Please print all of the material below, word for word.

########

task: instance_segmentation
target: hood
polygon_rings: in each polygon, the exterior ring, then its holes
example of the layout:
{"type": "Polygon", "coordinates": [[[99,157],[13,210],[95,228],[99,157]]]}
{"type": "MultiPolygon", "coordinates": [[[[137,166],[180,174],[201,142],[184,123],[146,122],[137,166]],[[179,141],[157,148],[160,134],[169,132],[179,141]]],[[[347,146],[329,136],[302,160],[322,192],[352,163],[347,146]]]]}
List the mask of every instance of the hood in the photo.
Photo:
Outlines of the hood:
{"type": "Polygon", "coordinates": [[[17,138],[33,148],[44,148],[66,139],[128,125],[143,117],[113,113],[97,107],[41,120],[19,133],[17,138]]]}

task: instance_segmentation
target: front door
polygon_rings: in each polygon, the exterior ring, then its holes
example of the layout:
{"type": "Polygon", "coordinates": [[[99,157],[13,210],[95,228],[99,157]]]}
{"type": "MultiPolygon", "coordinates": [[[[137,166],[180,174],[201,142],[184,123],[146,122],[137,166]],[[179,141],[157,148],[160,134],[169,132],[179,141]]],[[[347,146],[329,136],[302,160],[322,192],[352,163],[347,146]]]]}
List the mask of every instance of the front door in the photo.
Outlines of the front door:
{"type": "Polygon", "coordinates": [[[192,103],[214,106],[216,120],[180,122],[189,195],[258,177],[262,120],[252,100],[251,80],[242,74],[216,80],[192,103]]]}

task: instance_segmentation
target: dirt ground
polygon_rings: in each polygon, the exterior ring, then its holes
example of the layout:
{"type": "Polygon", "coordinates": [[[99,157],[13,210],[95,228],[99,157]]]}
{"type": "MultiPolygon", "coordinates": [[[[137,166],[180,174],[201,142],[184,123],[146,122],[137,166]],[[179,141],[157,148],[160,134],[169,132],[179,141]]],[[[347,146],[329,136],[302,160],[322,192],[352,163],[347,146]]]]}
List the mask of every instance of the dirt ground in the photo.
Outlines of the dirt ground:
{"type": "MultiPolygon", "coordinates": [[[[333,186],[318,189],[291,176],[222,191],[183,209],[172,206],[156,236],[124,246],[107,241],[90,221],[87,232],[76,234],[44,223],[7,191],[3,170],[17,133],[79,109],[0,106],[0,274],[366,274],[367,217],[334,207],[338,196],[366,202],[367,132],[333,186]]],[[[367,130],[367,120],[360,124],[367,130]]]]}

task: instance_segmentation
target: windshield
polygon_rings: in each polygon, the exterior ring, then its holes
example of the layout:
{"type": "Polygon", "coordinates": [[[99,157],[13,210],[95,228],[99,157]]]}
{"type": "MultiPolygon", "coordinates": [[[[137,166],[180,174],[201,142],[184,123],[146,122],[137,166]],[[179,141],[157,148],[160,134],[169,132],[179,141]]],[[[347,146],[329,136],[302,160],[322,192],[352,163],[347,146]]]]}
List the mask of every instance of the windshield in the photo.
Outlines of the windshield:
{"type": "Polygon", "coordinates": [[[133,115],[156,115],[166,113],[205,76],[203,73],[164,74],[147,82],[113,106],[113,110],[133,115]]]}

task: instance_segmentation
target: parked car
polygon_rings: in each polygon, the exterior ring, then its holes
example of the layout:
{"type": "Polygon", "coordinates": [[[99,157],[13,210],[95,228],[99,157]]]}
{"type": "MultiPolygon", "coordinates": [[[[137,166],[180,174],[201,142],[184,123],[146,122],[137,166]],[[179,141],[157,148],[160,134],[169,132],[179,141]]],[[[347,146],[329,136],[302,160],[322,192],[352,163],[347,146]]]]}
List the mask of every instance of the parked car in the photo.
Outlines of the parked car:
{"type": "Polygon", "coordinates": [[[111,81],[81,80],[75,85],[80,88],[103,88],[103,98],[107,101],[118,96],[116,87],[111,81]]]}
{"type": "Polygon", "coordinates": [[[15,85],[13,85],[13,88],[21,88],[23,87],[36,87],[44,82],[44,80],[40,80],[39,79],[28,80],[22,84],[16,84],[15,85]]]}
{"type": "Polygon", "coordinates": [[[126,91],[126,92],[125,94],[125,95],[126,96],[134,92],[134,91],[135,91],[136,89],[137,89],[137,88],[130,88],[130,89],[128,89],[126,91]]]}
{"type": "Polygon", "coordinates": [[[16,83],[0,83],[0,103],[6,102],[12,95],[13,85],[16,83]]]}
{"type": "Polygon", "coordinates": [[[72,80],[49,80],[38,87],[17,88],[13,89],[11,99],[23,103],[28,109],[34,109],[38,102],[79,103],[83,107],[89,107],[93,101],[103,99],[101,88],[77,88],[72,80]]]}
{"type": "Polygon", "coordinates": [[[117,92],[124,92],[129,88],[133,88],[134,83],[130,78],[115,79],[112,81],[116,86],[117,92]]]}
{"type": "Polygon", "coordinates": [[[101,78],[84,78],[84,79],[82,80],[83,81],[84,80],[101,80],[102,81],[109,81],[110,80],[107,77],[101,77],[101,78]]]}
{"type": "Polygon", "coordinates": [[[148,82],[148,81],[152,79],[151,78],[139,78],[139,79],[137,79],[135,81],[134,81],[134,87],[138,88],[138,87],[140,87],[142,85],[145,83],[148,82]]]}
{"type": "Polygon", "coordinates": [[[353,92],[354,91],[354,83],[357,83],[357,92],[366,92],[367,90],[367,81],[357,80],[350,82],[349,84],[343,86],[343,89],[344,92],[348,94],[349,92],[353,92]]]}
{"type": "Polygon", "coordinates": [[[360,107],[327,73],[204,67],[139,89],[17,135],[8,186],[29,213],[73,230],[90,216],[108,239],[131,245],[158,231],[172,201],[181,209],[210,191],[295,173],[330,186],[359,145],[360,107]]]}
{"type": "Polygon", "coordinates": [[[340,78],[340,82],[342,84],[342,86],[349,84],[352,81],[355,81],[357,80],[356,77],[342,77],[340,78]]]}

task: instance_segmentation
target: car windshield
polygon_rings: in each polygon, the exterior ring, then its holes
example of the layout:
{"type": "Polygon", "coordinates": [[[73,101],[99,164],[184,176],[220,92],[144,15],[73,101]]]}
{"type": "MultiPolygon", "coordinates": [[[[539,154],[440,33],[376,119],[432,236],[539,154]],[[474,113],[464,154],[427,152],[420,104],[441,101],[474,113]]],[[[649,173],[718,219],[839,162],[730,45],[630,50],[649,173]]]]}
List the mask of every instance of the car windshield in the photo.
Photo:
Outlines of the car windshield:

########

Expected answer:
task: instance_segmentation
target: hood
polygon_rings: in each polygon, the exterior ring, then its holes
example of the layout:
{"type": "Polygon", "coordinates": [[[99,157],[13,210],[95,228],[99,157]]]}
{"type": "MultiPolygon", "coordinates": [[[[137,166],[180,174],[201,142],[184,123],[146,122],[137,166]],[[179,141],[157,148],[160,134],[169,132],[179,141]]],[[[347,146],[329,136],[302,160],[322,192],[352,163],[347,146]]]]}
List the mask of every instance of the hood in the photo.
Photo:
Outlines of the hood:
{"type": "Polygon", "coordinates": [[[17,138],[33,148],[44,148],[66,139],[128,125],[143,117],[113,113],[97,107],[41,120],[19,133],[17,138]]]}

task: instance_segmentation
target: front door
polygon_rings: in each polygon, the exterior ring, then its holes
example of the layout:
{"type": "Polygon", "coordinates": [[[99,157],[13,210],[95,228],[99,157]]]}
{"type": "MultiPolygon", "coordinates": [[[[137,166],[180,174],[201,142],[184,123],[146,122],[137,166]],[[179,141],[157,148],[160,134],[169,132],[179,141]]],[[[347,146],[329,136],[302,160],[322,192],[352,163],[347,146]]]]}
List the mask of every instance of the front door in the photo.
Outlines of the front door:
{"type": "Polygon", "coordinates": [[[192,103],[214,106],[216,120],[180,122],[189,195],[258,177],[262,120],[252,100],[251,80],[242,74],[216,80],[192,103]]]}

task: instance_segmentation
target: dirt ground
polygon_rings: in each polygon, the exterior ring, then its holes
example of the layout:
{"type": "Polygon", "coordinates": [[[99,157],[13,210],[95,228],[99,157]]]}
{"type": "MultiPolygon", "coordinates": [[[[137,166],[180,174],[201,142],[184,123],[146,122],[137,166]],[[179,141],[157,148],[160,134],[169,132],[179,141]]],[[[347,146],[329,136],[302,160],[322,192],[352,163],[347,146]]]]}
List the mask of every instance of the dirt ground in the photo.
Outlines of the dirt ground:
{"type": "MultiPolygon", "coordinates": [[[[333,186],[318,189],[291,176],[222,191],[183,209],[172,206],[156,236],[124,246],[107,241],[90,221],[87,232],[76,234],[44,223],[7,191],[3,170],[17,133],[79,109],[0,106],[0,274],[366,274],[367,217],[334,207],[338,196],[366,202],[367,132],[333,186]]],[[[367,130],[367,120],[360,124],[367,130]]]]}

task: instance_segmentation
target: windshield
polygon_rings: in each polygon, the exterior ring, then its holes
example of the layout:
{"type": "Polygon", "coordinates": [[[99,157],[13,210],[95,228],[99,157]]]}
{"type": "MultiPolygon", "coordinates": [[[[137,166],[180,174],[201,142],[184,123],[146,122],[137,166]],[[179,141],[157,148],[160,134],[169,132],[179,141]]],[[[347,146],[329,136],[302,160],[322,192],[352,163],[347,146]]]]}
List the mask of every instance of the windshield in the photo.
Outlines of the windshield:
{"type": "Polygon", "coordinates": [[[133,115],[156,115],[166,113],[205,76],[203,73],[164,74],[147,82],[113,106],[113,110],[133,115]]]}

task: instance_segmentation
target: parked car
polygon_rings: in each polygon, the exterior ring, then its holes
example of the layout:
{"type": "Polygon", "coordinates": [[[99,157],[13,210],[95,228],[99,157]]]}
{"type": "MultiPolygon", "coordinates": [[[[137,166],[180,174],[201,142],[184,123],[146,122],[137,166]],[[179,141],[157,148],[160,134],[169,132],[179,141]]],[[[347,146],[329,136],[302,160],[322,192],[352,163],[347,146]]]]}
List the mask of every instance of the parked car in the photo.
Outlines of the parked car:
{"type": "Polygon", "coordinates": [[[111,81],[81,80],[75,85],[80,88],[103,88],[103,98],[107,101],[118,96],[116,87],[111,81]]]}
{"type": "Polygon", "coordinates": [[[15,85],[13,85],[13,88],[21,88],[23,87],[36,87],[44,82],[44,80],[40,80],[39,79],[28,80],[22,84],[16,84],[15,85]]]}
{"type": "Polygon", "coordinates": [[[126,91],[126,92],[125,94],[125,95],[126,96],[134,92],[134,91],[135,91],[136,89],[137,89],[137,88],[130,88],[130,89],[128,89],[126,91]]]}
{"type": "Polygon", "coordinates": [[[16,83],[0,83],[0,103],[6,102],[12,95],[13,85],[16,83]]]}
{"type": "Polygon", "coordinates": [[[72,80],[49,80],[38,87],[17,88],[13,89],[11,99],[23,103],[28,109],[34,109],[38,102],[79,103],[83,107],[89,107],[93,101],[103,99],[101,88],[77,88],[72,80]]]}
{"type": "Polygon", "coordinates": [[[117,92],[124,92],[129,88],[133,88],[134,83],[130,78],[115,79],[112,81],[116,86],[117,92]]]}
{"type": "Polygon", "coordinates": [[[101,78],[84,78],[84,79],[82,80],[83,81],[84,80],[101,80],[102,81],[109,81],[110,80],[107,77],[101,77],[101,78]]]}
{"type": "Polygon", "coordinates": [[[148,82],[148,81],[152,79],[151,78],[139,78],[139,79],[137,79],[135,81],[134,81],[134,87],[138,88],[138,87],[140,87],[142,85],[145,83],[148,82]]]}
{"type": "Polygon", "coordinates": [[[353,92],[354,91],[354,83],[357,83],[357,92],[366,92],[367,90],[367,81],[357,80],[350,82],[349,84],[343,86],[343,89],[344,92],[348,94],[349,92],[353,92]]]}
{"type": "Polygon", "coordinates": [[[360,107],[327,73],[204,67],[139,89],[17,135],[8,186],[29,213],[73,230],[90,216],[108,239],[131,245],[158,231],[172,201],[181,209],[210,191],[295,173],[330,186],[359,145],[360,107]]]}
{"type": "Polygon", "coordinates": [[[340,78],[340,82],[342,84],[342,86],[349,84],[352,81],[355,81],[357,80],[356,77],[342,77],[340,78]]]}

task: instance_segmentation
target: car windshield
polygon_rings: in each polygon, the exterior ring, then its holes
example of the layout:
{"type": "Polygon", "coordinates": [[[73,101],[99,164],[184,176],[220,92],[144,15],[73,101]]]}
{"type": "MultiPolygon", "coordinates": [[[[539,154],[440,33],[376,119],[432,236],[539,154]],[[474,113],[464,154],[427,152],[420,104],[441,101],[474,113]]],[[[649,173],[718,219],[839,162],[730,45],[630,50],[649,173]]]]}
List the mask of every instance of the car windshield in the photo.
Photo:
Outlines of the car windshield:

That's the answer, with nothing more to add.